Exercise requirements:
Return the full set of records, matching them character for character.
*** Entries provided Section Begins ***
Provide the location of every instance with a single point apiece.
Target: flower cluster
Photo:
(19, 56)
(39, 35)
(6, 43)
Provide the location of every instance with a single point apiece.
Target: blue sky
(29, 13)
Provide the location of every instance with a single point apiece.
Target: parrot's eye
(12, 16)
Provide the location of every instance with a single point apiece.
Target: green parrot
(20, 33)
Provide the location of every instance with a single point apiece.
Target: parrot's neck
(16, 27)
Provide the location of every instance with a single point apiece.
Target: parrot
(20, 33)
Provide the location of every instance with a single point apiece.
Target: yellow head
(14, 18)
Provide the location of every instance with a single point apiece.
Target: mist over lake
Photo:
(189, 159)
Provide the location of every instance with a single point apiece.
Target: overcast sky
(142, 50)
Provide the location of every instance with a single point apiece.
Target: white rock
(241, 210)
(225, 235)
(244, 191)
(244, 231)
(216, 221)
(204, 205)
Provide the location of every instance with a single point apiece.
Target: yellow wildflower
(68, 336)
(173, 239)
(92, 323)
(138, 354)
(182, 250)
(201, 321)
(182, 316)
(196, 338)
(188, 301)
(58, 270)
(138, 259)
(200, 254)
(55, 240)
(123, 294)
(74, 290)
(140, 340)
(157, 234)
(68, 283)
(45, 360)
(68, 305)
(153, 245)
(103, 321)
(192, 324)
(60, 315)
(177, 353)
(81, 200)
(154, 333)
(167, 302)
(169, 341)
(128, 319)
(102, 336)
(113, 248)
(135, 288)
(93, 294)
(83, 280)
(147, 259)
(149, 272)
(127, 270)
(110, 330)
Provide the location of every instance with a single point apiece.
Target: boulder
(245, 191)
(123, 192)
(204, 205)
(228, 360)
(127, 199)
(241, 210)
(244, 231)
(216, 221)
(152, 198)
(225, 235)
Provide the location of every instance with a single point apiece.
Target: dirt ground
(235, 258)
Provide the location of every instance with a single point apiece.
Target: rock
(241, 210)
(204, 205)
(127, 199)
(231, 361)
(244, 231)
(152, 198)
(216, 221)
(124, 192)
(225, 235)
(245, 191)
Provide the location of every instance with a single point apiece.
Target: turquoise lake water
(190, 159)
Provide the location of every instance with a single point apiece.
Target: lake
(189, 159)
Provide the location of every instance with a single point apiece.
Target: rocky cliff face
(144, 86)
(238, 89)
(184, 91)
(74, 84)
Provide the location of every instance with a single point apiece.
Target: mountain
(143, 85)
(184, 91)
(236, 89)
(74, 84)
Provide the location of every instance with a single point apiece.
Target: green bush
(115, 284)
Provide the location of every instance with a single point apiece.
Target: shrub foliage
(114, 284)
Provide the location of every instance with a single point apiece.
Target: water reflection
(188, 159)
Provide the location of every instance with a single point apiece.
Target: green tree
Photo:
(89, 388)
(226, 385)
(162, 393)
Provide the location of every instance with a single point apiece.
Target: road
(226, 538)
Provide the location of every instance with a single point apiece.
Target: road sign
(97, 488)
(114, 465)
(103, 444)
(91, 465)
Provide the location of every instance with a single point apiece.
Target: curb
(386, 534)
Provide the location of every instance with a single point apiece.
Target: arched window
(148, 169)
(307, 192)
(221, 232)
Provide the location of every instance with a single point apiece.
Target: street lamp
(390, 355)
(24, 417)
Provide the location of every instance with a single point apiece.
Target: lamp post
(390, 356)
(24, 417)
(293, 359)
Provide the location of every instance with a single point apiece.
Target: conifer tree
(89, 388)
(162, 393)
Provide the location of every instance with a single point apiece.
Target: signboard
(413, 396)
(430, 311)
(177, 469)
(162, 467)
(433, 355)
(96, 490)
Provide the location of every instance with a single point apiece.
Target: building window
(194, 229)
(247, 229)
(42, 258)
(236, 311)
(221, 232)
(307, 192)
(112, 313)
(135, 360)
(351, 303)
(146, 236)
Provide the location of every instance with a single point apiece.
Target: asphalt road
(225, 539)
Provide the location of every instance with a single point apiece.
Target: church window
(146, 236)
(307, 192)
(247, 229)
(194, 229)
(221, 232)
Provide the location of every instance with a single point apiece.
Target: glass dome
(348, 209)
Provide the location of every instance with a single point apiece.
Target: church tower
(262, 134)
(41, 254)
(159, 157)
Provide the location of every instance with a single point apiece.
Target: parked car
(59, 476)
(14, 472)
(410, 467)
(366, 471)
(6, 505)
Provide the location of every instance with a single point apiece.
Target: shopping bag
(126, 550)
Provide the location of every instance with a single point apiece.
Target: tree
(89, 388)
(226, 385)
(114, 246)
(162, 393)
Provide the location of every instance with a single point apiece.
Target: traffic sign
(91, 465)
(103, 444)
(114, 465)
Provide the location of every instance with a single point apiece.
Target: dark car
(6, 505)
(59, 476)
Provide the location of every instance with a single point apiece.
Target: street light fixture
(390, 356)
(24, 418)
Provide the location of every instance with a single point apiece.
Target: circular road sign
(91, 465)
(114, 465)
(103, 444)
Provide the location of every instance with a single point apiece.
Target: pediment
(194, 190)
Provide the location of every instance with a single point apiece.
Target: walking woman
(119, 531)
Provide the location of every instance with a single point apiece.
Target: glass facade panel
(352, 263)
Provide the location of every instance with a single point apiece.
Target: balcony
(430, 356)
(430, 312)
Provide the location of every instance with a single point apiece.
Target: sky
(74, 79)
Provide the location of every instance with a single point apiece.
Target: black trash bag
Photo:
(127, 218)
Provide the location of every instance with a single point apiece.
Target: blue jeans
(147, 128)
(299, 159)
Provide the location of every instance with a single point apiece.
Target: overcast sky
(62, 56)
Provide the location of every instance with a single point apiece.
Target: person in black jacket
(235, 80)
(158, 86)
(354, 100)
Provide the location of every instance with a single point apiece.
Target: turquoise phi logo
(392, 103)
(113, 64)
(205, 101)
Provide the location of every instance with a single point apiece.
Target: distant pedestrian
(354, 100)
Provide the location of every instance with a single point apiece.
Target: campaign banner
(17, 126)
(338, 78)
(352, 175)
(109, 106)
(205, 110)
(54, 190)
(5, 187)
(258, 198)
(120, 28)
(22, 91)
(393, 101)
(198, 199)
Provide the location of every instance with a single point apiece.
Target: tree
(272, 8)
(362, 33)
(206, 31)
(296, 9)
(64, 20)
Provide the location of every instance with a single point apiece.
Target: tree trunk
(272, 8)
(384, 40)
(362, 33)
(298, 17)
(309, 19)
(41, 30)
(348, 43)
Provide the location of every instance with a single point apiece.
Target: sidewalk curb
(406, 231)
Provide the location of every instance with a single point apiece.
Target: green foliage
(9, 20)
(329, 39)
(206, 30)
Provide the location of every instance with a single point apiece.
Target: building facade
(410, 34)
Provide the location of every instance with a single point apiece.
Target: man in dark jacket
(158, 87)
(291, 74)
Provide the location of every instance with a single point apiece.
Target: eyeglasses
*** Entries provided Section Ends ***
Final answer:
Provide the location of every instance with a single point apiece.
Target: flower cluster
Photo:
(19, 56)
(39, 35)
(6, 43)
Provide the location of every instance with a single point apiece.
Target: blue sky
(29, 13)
Provide the location of every instance with a single point apiece.
Target: parrot's eye
(12, 16)
Provide the location of every instance with a single point apiece.
Target: green parrot
(20, 33)
Provide the location of every instance with a single point apiece.
Target: parrot's neck
(16, 27)
Provide the location of every instance with a single point apiece.
Target: parrot
(20, 33)
Provide the location of every instance with a single point apiece.
Target: yellow head
(14, 18)
Provide the location of every instance with a single point apiece.
Target: mist over lake
Photo:
(189, 159)
Provide the location of every instance with a single point apiece.
Target: overcast sky
(142, 50)
Provide the location of every instance with a single point apiece.
Target: white rock
(241, 210)
(225, 235)
(244, 191)
(244, 231)
(216, 221)
(204, 205)
Provide the location of every instance with a single point apiece.
Target: yellow wildflower
(68, 336)
(173, 239)
(92, 323)
(138, 354)
(182, 250)
(201, 321)
(182, 316)
(196, 338)
(188, 301)
(58, 270)
(138, 259)
(200, 254)
(55, 240)
(123, 294)
(74, 290)
(140, 340)
(157, 234)
(68, 283)
(45, 360)
(68, 305)
(153, 245)
(103, 321)
(192, 324)
(60, 315)
(177, 353)
(81, 200)
(154, 333)
(167, 302)
(169, 341)
(128, 319)
(102, 336)
(113, 248)
(135, 288)
(93, 294)
(83, 280)
(147, 259)
(149, 272)
(127, 270)
(110, 330)
Provide the location of every instance with a single point apiece.
Target: boulder
(245, 191)
(123, 192)
(204, 205)
(228, 360)
(127, 199)
(241, 210)
(244, 231)
(216, 221)
(152, 198)
(225, 235)
Provide the location of every instance with a single point apiece.
Target: dirt ground
(235, 258)
Provide the location of every instance with a single point apiece.
Target: rock
(241, 210)
(204, 205)
(127, 199)
(231, 361)
(244, 231)
(152, 198)
(216, 221)
(124, 192)
(225, 235)
(245, 191)
Provide the location of every instance with a single point apiece.
Target: turquoise lake water
(190, 159)
Provide the location of every instance with a single point apiece.
Target: lake
(189, 159)
Provide the location of every instance with a single point apiece.
Target: rocky cliff face
(144, 86)
(238, 89)
(184, 91)
(74, 84)
Provide the location of every instance with a single point apiece.
Target: mountain
(143, 85)
(184, 91)
(236, 89)
(74, 84)
Provide the location of every instance with a single point apiece.
Target: green bush
(115, 284)
Provide the location of every instance with a single point apiece.
Target: shrub foliage
(114, 284)
Provide the location of every instance with a single point apiece.
Target: water reflection
(188, 159)
Provide the location of every instance with a single point apiece.
Target: green tree
Photo:
(89, 388)
(226, 385)
(162, 393)
Provide the location of every instance with a single point apiece.
Target: road
(226, 538)
Provide the location of every instance with a single point apiece.
Target: road sign
(97, 488)
(114, 465)
(103, 444)
(91, 465)
Provide the location of every instance with a single point apiece.
Target: curb
(386, 534)
Provide the location of every instance with a single point apiece.
Target: arched window
(148, 169)
(307, 192)
(221, 232)
Provide the location of every instance with a single point apiece.
Target: street lamp
(390, 355)
(24, 417)
Provide the location of every instance with a single point apiece.
Target: lamp post
(390, 356)
(24, 417)
(293, 359)
Provide the location of every instance with a single point apiece.
Target: conifer tree
(89, 388)
(162, 393)
Provide the location of every instance with a single point apiece.
Target: signboard
(413, 396)
(430, 311)
(177, 469)
(162, 467)
(433, 355)
(96, 490)
Provide the location of every instance with a single point apiece.
Target: building window
(194, 229)
(247, 229)
(42, 258)
(236, 311)
(221, 232)
(307, 192)
(112, 313)
(135, 360)
(351, 303)
(146, 236)
Provide the location of every instance with a single point apiece.
Target: asphalt road
(225, 539)
Provide the location of every instance with a single point apiece.
Target: church window
(146, 236)
(307, 192)
(247, 229)
(194, 229)
(221, 232)
Provide the location of every instance with a single point apiece.
Target: glass dome
(348, 209)
Provide the location of every instance with a single point apiece.
Target: church tower
(262, 134)
(41, 254)
(159, 157)
Provide the location of every instance with a single point apiece.
Target: parked car
(59, 476)
(14, 472)
(410, 467)
(366, 471)
(6, 505)
Provide the location of every instance with a single point apiece.
Target: shopping bag
(126, 550)
Provide the location of every instance with a single point apiece.
Target: tree
(89, 388)
(226, 385)
(114, 246)
(162, 393)
Provide the location of every instance with a single point apiece.
Target: traffic sign
(91, 465)
(103, 444)
(114, 465)
Provide the location of every instance with a single point apiece.
Target: dark car
(6, 505)
(59, 476)
Provide the location of every instance with a single point apiece.
Target: street light fixture
(390, 356)
(24, 418)
Provide the location of every instance with a single point apiece.
Target: circular road sign
(91, 465)
(114, 465)
(103, 444)
Provide the location of every instance with a single point apiece.
Target: pediment
(194, 190)
Provide the location of every instance with a single point apiece.
Target: walking woman
(119, 531)
Provide the location of every instance with a single point apiece.
Target: glass facade panel
(352, 263)
Provide the location of every instance with a single point apiece.
Target: balcony
(430, 356)
(430, 312)
Provide the location of every instance with a single point apiece.
Target: sky
(74, 79)
Provide the location of every instance with a single point apiece.
Target: black trash bag
Photo:
(127, 218)
Provide the location of every instance with a single point apiece.
Target: blue jeans
(147, 128)
(299, 159)
Provide the location of every instance with a single point apiece.
Target: overcast sky
(62, 56)
Provide the location of every instance with a single point apiece.
Target: person in black jacket
(235, 80)
(158, 86)
(354, 100)
Provide the location of every instance with a single point apiece.
Target: turquoise phi logo
(392, 103)
(113, 64)
(205, 101)
Provide the location of every instance with a single point apiece.
Target: distant pedestrian
(354, 100)
Provide the location of every instance with a single point apiece.
Target: campaign banner
(17, 126)
(338, 78)
(352, 175)
(109, 106)
(205, 110)
(54, 190)
(5, 187)
(258, 198)
(120, 28)
(22, 91)
(393, 101)
(198, 199)
Provide the location of every instance with a single point apiece.
Target: tree
(272, 8)
(362, 33)
(206, 31)
(296, 9)
(64, 20)
Provide the location of every instance with a single point apiece.
Target: tree trunk
(272, 8)
(384, 40)
(362, 33)
(298, 17)
(309, 19)
(41, 30)
(348, 43)
Provide the location of every instance with a single point apiece.
Target: sidewalk curb
(406, 231)
Provide the location of every instance with a single point apiece.
Target: green foliage
(9, 20)
(329, 39)
(206, 30)
Provide the location of every instance with a single point apiece.
Target: building facade
(410, 34)
Provide the location of every instance with a single point apiece.
Target: man in dark jacket
(158, 87)
(291, 74)
Provide the location of every instance with a single point apiece.
Target: eyeglasses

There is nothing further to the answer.